PDF: Oral stigmatic lesions of gastroesophageal reflux disease (GERD)

Patients with gastroesophageal reflux may have extra-esophageal manifestations.

We report a 46 years old ex-smoker woman presenting with a sensation of burning mouth, xerostomia and glossitis. The patient had a history of heartburn, dysphonia and cough. Mouth examination showed a bad hygiene and abundant accumulation of plaque.

Esophageal pH measurement was abnormal. Laryngoscopy showed a posterior laryngeal inflammation and mucous secretion. With these data, a diagnosis of gastroesophageal reflux was reached.

Gastro-esophageal reflux disease (GERD) is a common condition and its prevalence varies in different parts of the world. GERD incidence in the population ranges from 20% to 60%. The most common symptoms of GERD are heartburn and acid regurgitation. Other common symptoms include water brash, belching, and nausea. 

However, symptoms of GERD could affect various tissues and organ systems beyond the esophagus: they represent the so called "extraesophageal manifestations" that include atypical chest pain that can simulate angina pectoris; ear, nose, and throat (ENT) manifestations such as globus sensation, laryngitis; pulmonary problems such as chronic cough, asthma, pulmonary aspiration and sleep apnoea.

The Montreal definition and classification of GERD has described well-established associations, although not necessarily causal, between GERD and cough, laryngitis, asthma, and dental erosion. 

Upper respiratory tract manifestations of GERD (included the oral manifestations) such as dysphonia, laryngitis, temporomandibular disorders, xerostomia, halitosis and mucositis are widely described in the literature as related to GERD.

════════

■ Aim of the exercise: Copy the passage from the GERD case report, starting at "Upper respiratory tract" and ending at "related to GERD.".

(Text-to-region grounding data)
════════

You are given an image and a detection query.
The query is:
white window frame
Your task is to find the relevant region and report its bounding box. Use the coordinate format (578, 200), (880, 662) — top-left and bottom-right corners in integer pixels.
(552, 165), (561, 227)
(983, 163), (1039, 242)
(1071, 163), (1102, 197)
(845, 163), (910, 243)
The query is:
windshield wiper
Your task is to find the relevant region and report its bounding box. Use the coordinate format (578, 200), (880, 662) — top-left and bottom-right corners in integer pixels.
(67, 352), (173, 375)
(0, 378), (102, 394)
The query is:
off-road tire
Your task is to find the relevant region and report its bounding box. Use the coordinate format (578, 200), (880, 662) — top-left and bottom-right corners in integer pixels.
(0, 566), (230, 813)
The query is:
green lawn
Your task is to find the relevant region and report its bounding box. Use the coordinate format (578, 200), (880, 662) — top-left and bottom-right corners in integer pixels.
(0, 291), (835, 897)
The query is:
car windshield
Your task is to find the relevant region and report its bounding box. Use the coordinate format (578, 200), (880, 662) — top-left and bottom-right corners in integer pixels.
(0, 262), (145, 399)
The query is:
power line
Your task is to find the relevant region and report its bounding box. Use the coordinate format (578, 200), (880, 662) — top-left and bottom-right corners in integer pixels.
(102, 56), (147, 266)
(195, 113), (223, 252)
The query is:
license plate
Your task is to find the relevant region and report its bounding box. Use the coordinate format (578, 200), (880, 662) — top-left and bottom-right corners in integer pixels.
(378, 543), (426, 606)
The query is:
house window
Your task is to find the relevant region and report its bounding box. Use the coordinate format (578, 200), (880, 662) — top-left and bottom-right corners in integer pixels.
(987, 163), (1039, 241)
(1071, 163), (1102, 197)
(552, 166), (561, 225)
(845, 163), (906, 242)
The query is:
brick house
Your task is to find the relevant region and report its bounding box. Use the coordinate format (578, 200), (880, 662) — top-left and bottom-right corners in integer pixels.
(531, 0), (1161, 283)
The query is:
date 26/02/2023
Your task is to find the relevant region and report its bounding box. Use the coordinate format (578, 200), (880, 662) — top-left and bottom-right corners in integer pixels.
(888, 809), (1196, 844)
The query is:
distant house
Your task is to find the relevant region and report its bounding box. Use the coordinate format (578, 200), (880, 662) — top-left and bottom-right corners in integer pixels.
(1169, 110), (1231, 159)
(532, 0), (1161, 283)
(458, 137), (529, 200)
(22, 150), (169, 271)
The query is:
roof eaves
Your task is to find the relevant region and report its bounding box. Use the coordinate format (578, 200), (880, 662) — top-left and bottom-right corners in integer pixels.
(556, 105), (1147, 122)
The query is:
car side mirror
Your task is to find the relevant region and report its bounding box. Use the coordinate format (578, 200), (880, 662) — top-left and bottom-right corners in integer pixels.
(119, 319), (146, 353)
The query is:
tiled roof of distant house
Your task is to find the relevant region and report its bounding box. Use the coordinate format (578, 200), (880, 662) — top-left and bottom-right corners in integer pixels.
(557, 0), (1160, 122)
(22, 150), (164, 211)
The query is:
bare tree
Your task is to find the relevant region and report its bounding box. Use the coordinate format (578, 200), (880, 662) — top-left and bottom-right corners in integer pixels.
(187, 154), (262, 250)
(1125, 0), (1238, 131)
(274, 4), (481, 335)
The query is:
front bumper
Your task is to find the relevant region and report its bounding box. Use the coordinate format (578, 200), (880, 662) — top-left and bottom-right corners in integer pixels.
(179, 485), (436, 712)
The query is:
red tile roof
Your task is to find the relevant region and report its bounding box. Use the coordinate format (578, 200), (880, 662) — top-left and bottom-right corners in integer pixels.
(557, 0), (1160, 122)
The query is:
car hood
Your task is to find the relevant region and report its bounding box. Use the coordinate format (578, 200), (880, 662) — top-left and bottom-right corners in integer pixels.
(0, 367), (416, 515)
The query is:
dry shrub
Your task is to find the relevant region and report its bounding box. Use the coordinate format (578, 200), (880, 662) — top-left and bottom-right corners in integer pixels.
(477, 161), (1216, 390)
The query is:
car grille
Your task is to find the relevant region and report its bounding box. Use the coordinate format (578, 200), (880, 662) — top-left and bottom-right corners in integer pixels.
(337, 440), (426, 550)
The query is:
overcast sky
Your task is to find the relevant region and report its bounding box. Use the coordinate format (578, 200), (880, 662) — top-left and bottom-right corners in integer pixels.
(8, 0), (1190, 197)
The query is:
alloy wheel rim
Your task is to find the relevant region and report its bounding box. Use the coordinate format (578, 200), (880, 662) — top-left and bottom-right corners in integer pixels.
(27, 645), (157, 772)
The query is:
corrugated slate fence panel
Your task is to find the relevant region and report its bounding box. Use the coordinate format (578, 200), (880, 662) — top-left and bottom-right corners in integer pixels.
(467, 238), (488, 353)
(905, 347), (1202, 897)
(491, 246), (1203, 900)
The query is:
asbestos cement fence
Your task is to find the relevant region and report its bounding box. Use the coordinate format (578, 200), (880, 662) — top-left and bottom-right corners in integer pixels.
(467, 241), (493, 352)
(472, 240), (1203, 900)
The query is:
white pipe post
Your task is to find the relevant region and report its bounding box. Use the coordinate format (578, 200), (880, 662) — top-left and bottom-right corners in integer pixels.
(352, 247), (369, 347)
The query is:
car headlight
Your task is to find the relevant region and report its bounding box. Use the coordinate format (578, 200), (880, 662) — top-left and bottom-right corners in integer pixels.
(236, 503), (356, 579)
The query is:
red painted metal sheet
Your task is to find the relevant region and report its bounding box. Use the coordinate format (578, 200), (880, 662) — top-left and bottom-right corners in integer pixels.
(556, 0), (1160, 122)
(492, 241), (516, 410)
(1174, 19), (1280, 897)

════════

■ Answer to this task:
Upper respiratory tract manifestations of GERD (included the oral manifestations) such as dysphonia, laryngitis, temporomandibular disorders, xerostomia, halitosis and mucositis are widely described in the literature as related to GERD.